**OBJECTIVE:**
Copy the lines below, swapping each "even-odd" for "nonzero" and keeping everything else unchanged.

**DATA ROWS:**
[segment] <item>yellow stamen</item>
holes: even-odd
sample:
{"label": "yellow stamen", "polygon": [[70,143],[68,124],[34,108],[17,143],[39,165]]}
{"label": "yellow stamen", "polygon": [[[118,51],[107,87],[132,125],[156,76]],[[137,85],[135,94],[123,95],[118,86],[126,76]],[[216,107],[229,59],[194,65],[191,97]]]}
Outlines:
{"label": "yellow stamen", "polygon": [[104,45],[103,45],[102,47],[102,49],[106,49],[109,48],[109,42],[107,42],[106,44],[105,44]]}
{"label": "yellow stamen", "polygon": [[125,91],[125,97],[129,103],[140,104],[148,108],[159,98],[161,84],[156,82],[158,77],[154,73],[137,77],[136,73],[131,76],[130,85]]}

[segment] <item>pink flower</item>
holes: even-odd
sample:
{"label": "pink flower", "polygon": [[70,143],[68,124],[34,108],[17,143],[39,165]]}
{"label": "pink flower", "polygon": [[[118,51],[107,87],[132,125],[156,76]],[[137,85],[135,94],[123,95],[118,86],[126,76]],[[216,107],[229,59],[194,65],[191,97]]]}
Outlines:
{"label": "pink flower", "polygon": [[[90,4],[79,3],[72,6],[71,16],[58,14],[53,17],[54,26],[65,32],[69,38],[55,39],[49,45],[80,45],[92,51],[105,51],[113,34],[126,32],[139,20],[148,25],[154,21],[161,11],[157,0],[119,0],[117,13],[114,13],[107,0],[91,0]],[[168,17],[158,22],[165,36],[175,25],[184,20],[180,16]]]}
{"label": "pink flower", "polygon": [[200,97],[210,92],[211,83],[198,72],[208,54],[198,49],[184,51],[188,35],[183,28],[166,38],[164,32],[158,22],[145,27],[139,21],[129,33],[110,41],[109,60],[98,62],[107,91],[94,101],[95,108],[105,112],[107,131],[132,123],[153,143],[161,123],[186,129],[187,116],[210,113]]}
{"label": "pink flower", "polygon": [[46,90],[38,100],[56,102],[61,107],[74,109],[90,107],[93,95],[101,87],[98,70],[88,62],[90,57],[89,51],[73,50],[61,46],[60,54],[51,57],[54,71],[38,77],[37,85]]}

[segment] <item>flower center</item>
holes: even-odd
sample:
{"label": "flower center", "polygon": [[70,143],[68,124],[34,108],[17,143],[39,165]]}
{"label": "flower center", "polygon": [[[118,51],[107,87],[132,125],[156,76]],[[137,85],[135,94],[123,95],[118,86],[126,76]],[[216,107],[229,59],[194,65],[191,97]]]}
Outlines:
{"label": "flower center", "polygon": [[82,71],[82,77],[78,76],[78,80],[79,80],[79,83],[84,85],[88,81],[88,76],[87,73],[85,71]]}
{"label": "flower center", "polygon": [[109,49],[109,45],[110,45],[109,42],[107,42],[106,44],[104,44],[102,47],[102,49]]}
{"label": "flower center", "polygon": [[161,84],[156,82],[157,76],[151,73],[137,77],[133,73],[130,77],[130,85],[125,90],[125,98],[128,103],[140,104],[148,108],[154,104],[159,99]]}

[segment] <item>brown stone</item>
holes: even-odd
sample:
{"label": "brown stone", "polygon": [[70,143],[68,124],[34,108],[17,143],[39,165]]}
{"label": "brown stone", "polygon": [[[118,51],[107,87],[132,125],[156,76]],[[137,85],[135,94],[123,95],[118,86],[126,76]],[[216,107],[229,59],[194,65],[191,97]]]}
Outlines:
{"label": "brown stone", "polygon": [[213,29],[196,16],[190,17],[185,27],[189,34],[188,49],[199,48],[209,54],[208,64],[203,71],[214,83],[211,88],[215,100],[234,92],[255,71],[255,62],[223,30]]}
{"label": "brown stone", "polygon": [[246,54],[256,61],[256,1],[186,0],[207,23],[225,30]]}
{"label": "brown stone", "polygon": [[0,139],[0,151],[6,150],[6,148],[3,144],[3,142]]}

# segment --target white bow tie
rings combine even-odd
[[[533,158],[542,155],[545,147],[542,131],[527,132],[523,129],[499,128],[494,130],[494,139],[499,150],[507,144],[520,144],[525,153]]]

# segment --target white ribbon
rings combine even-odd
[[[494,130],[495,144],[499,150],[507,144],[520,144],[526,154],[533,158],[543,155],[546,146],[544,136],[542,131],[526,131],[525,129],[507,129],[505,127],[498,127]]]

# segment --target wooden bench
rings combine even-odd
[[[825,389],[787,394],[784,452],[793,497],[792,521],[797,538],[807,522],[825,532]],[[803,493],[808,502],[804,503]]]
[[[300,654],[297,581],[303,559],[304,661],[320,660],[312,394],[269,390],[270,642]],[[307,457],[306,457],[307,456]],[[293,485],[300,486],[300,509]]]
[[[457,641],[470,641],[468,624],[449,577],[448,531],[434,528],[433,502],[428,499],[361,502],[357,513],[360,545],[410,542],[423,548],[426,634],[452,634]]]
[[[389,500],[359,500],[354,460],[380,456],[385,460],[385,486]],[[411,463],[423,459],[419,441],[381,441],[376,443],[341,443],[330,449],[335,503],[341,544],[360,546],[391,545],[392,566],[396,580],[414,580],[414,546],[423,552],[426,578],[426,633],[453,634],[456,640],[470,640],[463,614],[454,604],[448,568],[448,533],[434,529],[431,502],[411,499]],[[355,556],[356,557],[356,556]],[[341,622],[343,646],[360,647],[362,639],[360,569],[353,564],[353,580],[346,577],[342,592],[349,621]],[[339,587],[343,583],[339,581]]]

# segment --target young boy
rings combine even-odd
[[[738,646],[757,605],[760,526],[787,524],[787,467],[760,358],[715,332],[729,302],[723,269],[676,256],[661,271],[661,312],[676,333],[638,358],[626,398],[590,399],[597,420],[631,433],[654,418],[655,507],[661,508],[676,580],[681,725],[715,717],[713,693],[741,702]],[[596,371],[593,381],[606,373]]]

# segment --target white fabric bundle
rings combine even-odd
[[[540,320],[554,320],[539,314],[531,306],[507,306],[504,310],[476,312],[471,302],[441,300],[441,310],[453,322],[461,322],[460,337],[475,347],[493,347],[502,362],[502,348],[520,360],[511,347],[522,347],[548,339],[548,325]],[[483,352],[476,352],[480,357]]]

**ANSWER TO THIS PROBLEM:**
[segment] <item>yellow stamen</item>
holes: nonzero
sample:
{"label": "yellow stamen", "polygon": [[70,143],[68,124],[34,108],[17,143],[39,165]]}
{"label": "yellow stamen", "polygon": [[[118,51],[107,87],[132,125],[156,76]],[[137,85],[135,94],[123,95],[118,86],[126,76]],[[216,107],[229,59],[194,65],[191,97]]]}
Outlines:
{"label": "yellow stamen", "polygon": [[104,45],[103,45],[102,47],[102,49],[106,49],[109,48],[109,42],[107,42],[106,44],[105,44]]}
{"label": "yellow stamen", "polygon": [[125,91],[125,97],[129,103],[140,104],[148,108],[159,98],[161,84],[156,82],[158,77],[154,73],[137,77],[136,73],[131,76],[130,85]]}

[segment] <item>pink flower</item>
holes: nonzero
sample:
{"label": "pink flower", "polygon": [[70,143],[68,124],[34,108],[17,143],[39,165]]}
{"label": "pink flower", "polygon": [[[118,51],[107,87],[132,125],[156,76]],[[137,85],[135,94],[123,95],[118,86],[126,76]],[[216,107],[229,59],[194,65],[191,97]]]}
Outlines:
{"label": "pink flower", "polygon": [[[90,4],[79,3],[72,6],[71,16],[58,14],[53,17],[54,26],[65,32],[69,38],[55,39],[49,45],[80,45],[92,51],[105,51],[113,34],[126,32],[139,20],[148,25],[154,21],[161,11],[157,0],[119,0],[117,13],[114,13],[107,0],[91,0]],[[168,17],[158,22],[165,36],[175,25],[184,20],[180,16]]]}
{"label": "pink flower", "polygon": [[200,97],[210,92],[211,83],[198,72],[208,54],[198,49],[184,51],[188,35],[183,28],[166,38],[164,32],[158,22],[145,27],[139,21],[129,33],[110,41],[109,60],[98,62],[107,91],[94,101],[95,108],[105,112],[107,131],[132,123],[153,143],[161,123],[186,129],[187,116],[210,113]]}
{"label": "pink flower", "polygon": [[46,90],[38,100],[56,102],[61,107],[74,109],[90,107],[93,95],[101,87],[98,70],[88,62],[90,57],[89,51],[73,50],[61,46],[60,54],[51,57],[54,71],[38,77],[37,85]]}

[segment] <item>flower center</item>
holes: nonzero
sample:
{"label": "flower center", "polygon": [[70,143],[68,124],[34,108],[17,143],[39,165]]}
{"label": "flower center", "polygon": [[[118,51],[107,87],[132,125],[156,76]],[[137,85],[135,94],[123,95],[118,86],[126,76]],[[216,107],[229,59],[194,65],[191,97]]]}
Outlines:
{"label": "flower center", "polygon": [[82,71],[82,77],[78,76],[78,80],[79,80],[79,83],[84,85],[88,81],[88,76],[87,73],[85,71]]}
{"label": "flower center", "polygon": [[109,49],[109,45],[110,45],[109,42],[107,42],[106,44],[104,44],[102,47],[102,49]]}
{"label": "flower center", "polygon": [[161,84],[156,82],[157,76],[151,73],[137,77],[133,73],[130,77],[130,85],[125,90],[125,98],[128,103],[140,104],[148,108],[154,104],[159,99]]}

[segment] <item>brown stone</item>
holes: nonzero
sample:
{"label": "brown stone", "polygon": [[70,143],[68,124],[34,108],[17,143],[39,165]]}
{"label": "brown stone", "polygon": [[[118,51],[107,87],[132,125],[156,76]],[[137,85],[135,94],[123,95],[118,86],[126,76]],[[216,107],[229,59],[194,65],[191,97]]]}
Outlines:
{"label": "brown stone", "polygon": [[213,29],[196,16],[190,17],[185,27],[189,34],[188,49],[199,48],[209,54],[208,64],[203,71],[214,83],[211,88],[215,100],[234,92],[255,71],[255,62],[223,30]]}
{"label": "brown stone", "polygon": [[246,54],[256,61],[256,1],[186,0],[207,23],[225,30]]}
{"label": "brown stone", "polygon": [[0,139],[0,151],[6,150],[6,148],[3,144],[3,142]]}

# segment --target white bow tie
rings combine nonzero
[[[533,158],[542,155],[545,147],[542,131],[527,132],[523,129],[499,128],[494,130],[494,139],[499,150],[507,144],[520,144],[525,153]]]

# segment --target white ribbon
rings combine nonzero
[[[494,130],[495,144],[499,150],[507,144],[520,144],[526,154],[533,158],[543,155],[546,146],[544,136],[542,131],[526,131],[525,129],[507,129],[505,127],[498,127]]]

# segment --target wooden bench
rings combine nonzero
[[[825,389],[787,394],[784,452],[793,497],[792,521],[797,538],[807,522],[825,532]],[[803,493],[808,502],[804,503]]]
[[[300,654],[297,581],[303,559],[304,661],[320,660],[312,394],[269,390],[270,642]],[[307,457],[306,457],[307,456]],[[293,485],[300,486],[300,509]]]
[[[457,641],[470,641],[468,624],[449,577],[448,531],[434,528],[433,502],[428,499],[361,502],[357,513],[360,545],[410,542],[423,548],[426,634],[452,634]]]
[[[389,500],[359,500],[354,460],[380,456],[385,460],[385,486]],[[411,463],[423,459],[419,441],[381,441],[376,443],[341,443],[330,449],[335,503],[341,544],[360,546],[391,545],[392,566],[396,580],[414,580],[414,546],[423,552],[426,578],[426,633],[453,634],[456,640],[470,640],[463,614],[454,604],[448,568],[448,533],[434,529],[431,502],[411,499]],[[355,556],[356,557],[356,556]],[[341,622],[343,646],[360,647],[362,639],[360,569],[353,564],[353,580],[346,577],[342,592],[349,621]],[[339,587],[343,583],[339,581]]]

# segment --target young boy
rings combine nonzero
[[[738,646],[757,605],[760,526],[787,524],[787,467],[760,358],[715,332],[729,302],[723,269],[676,256],[661,271],[661,312],[676,333],[638,358],[626,398],[590,399],[597,420],[631,433],[654,418],[655,507],[661,508],[676,580],[681,725],[715,717],[713,693],[741,702]],[[596,371],[593,381],[606,373]]]

# segment --target white fabric bundle
rings combine nonzero
[[[540,320],[554,320],[539,314],[531,306],[507,306],[504,310],[476,312],[471,302],[441,300],[441,310],[453,322],[461,322],[460,337],[475,347],[493,347],[502,362],[502,348],[520,360],[511,347],[522,347],[548,339],[548,325]],[[483,352],[476,352],[480,357]]]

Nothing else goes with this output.